## Task directions:
Scale the rows from the one containing "Point to the equipment" through the last row: repeat them with the requests included, multiplying every coordinate in the answers by 1.05 and rounding to whole numbers, with halves rounded up. Give only those rows.

## Record list:
-- -- --

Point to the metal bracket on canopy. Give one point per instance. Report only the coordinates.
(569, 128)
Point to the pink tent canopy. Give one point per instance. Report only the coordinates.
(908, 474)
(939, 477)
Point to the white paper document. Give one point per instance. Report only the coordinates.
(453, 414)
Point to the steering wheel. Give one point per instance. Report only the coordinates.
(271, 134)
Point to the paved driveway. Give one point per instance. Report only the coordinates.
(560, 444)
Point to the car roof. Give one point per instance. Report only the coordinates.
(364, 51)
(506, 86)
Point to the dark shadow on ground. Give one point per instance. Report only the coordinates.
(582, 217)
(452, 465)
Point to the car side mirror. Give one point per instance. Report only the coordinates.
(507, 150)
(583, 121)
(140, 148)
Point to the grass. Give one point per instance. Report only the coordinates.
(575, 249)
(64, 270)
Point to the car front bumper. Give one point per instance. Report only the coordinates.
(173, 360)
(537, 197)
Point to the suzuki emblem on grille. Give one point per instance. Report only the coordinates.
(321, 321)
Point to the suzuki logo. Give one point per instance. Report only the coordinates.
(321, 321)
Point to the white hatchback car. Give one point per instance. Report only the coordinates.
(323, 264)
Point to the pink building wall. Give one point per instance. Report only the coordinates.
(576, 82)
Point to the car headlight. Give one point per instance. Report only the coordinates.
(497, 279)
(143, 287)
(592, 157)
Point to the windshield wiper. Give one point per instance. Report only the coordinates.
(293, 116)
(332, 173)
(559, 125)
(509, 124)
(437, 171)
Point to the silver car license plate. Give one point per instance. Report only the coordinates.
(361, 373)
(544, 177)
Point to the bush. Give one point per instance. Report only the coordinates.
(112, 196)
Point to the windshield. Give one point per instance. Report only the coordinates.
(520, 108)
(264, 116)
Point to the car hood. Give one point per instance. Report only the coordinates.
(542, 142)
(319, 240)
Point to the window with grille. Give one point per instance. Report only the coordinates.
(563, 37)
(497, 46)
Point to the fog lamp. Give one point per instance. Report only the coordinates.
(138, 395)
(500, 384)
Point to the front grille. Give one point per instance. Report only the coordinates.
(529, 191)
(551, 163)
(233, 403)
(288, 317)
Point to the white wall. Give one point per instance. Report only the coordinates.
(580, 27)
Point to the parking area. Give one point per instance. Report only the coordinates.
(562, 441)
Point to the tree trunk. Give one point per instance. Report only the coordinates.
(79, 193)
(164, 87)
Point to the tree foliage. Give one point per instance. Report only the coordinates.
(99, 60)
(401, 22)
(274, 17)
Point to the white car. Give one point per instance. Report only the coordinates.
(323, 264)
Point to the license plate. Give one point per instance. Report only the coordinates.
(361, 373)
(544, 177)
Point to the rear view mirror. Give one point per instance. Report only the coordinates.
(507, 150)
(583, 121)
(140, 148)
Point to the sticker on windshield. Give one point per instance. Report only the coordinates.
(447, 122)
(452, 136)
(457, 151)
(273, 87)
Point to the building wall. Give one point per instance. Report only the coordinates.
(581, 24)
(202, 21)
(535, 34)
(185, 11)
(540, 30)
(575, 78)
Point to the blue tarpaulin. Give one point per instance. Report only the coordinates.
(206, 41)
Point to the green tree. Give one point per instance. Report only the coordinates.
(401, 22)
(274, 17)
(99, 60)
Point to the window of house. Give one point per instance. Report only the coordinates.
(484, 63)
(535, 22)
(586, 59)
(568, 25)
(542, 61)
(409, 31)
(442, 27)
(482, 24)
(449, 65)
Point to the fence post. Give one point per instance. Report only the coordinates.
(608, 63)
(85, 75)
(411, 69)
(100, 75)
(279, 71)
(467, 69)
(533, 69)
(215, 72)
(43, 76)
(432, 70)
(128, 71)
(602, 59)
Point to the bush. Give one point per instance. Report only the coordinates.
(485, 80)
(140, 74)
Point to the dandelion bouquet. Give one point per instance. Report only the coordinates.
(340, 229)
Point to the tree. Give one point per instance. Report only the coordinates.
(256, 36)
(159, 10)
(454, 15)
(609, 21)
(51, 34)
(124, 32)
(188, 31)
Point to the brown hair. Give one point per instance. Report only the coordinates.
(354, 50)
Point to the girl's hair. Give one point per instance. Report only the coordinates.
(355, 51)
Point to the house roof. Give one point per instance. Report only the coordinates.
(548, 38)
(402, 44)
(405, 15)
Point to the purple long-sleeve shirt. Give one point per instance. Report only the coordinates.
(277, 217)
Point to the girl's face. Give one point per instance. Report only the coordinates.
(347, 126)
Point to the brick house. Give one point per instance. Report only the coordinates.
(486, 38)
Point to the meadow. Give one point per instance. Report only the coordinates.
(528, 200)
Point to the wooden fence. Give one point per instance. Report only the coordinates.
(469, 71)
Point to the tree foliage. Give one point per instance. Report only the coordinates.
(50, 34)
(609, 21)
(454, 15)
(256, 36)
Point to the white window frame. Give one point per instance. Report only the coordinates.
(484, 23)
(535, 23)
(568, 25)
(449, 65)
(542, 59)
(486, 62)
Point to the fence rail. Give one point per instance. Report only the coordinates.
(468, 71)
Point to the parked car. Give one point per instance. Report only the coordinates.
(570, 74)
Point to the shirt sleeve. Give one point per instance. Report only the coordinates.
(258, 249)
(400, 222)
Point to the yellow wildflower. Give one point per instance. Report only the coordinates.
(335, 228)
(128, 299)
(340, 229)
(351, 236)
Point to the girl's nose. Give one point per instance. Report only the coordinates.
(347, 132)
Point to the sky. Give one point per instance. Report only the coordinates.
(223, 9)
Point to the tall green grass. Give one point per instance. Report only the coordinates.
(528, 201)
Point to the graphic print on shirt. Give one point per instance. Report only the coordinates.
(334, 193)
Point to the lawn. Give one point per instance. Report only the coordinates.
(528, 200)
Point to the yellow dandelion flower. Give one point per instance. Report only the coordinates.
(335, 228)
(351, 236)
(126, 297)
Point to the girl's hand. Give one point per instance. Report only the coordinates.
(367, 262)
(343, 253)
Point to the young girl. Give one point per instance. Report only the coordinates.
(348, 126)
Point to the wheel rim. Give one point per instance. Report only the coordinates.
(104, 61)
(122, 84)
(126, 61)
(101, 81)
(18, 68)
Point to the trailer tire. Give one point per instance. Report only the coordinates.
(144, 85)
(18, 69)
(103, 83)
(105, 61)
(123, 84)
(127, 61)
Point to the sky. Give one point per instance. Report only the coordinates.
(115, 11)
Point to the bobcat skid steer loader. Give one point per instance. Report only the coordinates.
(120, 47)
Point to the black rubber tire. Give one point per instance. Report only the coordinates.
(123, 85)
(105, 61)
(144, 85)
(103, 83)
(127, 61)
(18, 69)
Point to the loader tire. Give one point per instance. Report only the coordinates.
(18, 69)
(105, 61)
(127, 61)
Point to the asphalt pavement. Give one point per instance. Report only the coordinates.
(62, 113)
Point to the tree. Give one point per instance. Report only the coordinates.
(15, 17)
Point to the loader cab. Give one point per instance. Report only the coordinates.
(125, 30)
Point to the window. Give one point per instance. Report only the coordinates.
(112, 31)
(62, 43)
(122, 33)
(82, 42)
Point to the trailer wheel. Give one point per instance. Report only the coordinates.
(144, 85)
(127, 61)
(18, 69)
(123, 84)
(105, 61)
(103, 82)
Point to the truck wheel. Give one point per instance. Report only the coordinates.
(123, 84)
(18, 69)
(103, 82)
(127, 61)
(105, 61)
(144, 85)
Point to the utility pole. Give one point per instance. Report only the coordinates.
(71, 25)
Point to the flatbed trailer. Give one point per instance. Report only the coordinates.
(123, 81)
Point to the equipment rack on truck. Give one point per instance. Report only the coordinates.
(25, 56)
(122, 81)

-- -- --

## Solution for this exercise:
Point to the equipment rack on truck. Give one point per instance. Report only the coordinates.
(26, 59)
(128, 85)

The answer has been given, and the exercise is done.